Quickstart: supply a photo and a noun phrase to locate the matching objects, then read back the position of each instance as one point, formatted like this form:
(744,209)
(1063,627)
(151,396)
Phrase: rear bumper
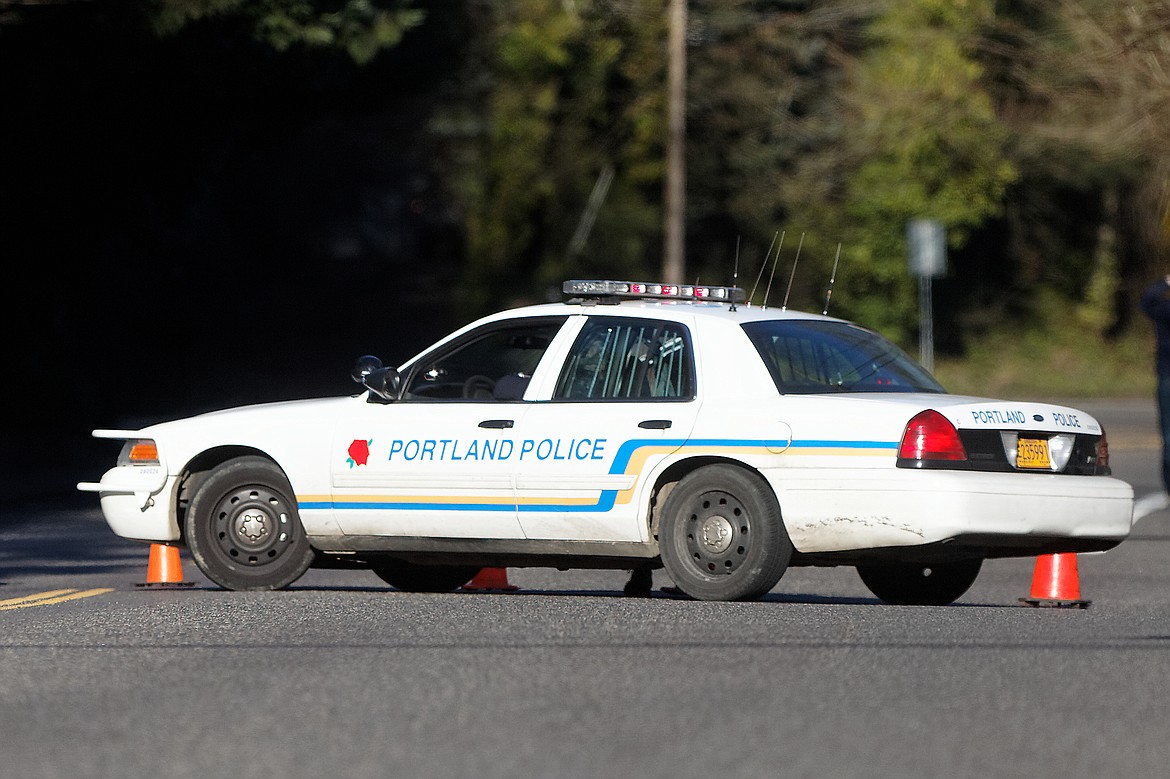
(1004,515)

● ● ● ● ● ● ●

▶ [EXERCISE GOAL]: Reproduce all of the lines above, adding 107 to each coordinate in the answers and leaving every other line unchanged. Leave the pictures out.

▶ [ANSWER]:
Quickstart: supply a photo and a noun phrase to locate the matching objects, then read back the position of each instance as one point, formatted like this form:
(744,209)
(1063,627)
(151,396)
Phrase: rear bumper
(1111,622)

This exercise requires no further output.